- Instruction: In the weekly market recap, where did the 10-Year Treasury yield end the week?
— START Supplied text —
Week in Review: October 20, 2023
October 23, 2023
Recap & Commentary
Markets ended the week lower, as investors fretted about ongoing political gridlock in Washington, concerns that fighting between Israel and Hamas could lead to a wider regional conflict, and a further surge in longer-term interest rates. Continuing its recent ascent, the 10-Year Treasury yield gained 0.30% for the week to end at 4.93%, after briefly breaching 5.0% intraweek for the first time since 2007. Since the start of May when it stood at 3.42%, the 10-Year Treasury yield has increased 44%. While equity markets appeared relatively sanguine about rising rates during the early part of the summer, of late the higher rates have helped trim the S&P 500’s year-to-date- return from a peak of 19.5% at the end of July, to 10.0% as of Friday.
Speaking at a conference on Thursday, Fed Chair Jay Powell intimated that while a November rate hike might be off the table, current stronger-than-expected economic growth may ultimately warrant higher rates. “Additional evidence of persistently above-trend growth, or that tightness in the labor market is no longer easing, could put further progress on inflation at risk and could warrant further tightening of monetary policy,” according to Powell.
Through Friday, 17% of S&P 500 companies had reported 3Q23 earnings. Thus far, 73% have beaten their consensus estimate, while 66% have beaten their consensus revenue estimate. According to industry group FactSet, consolidated S&P 500 earnings growth is expected to be -0.4%, which would extend the current earnings “recession” to four consecutive quarters.
Despite various headwinds facing the consumer- still elevated inflation, slowing wage growth, higher interest rates on debt- September retail sales bucked expectations, coming in higher than expected for the 3rd consecutive month with sales rising 0.7% against expectations for a 0.3% increase. The increase was broad based across multiple categories. Core retail sales, crucial for calculating the consumer spending component of GDP, rose 0.6% vs. expectations for a 0.1% increase. Core sales increased at a 7.1% annualized rate during the 3rd quarter.
— END Supplied text —
— START Dataset entries —
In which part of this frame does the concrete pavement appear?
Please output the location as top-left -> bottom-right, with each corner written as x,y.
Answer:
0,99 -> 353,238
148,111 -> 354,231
— END Dataset entries —
- Full output: At 4.93%.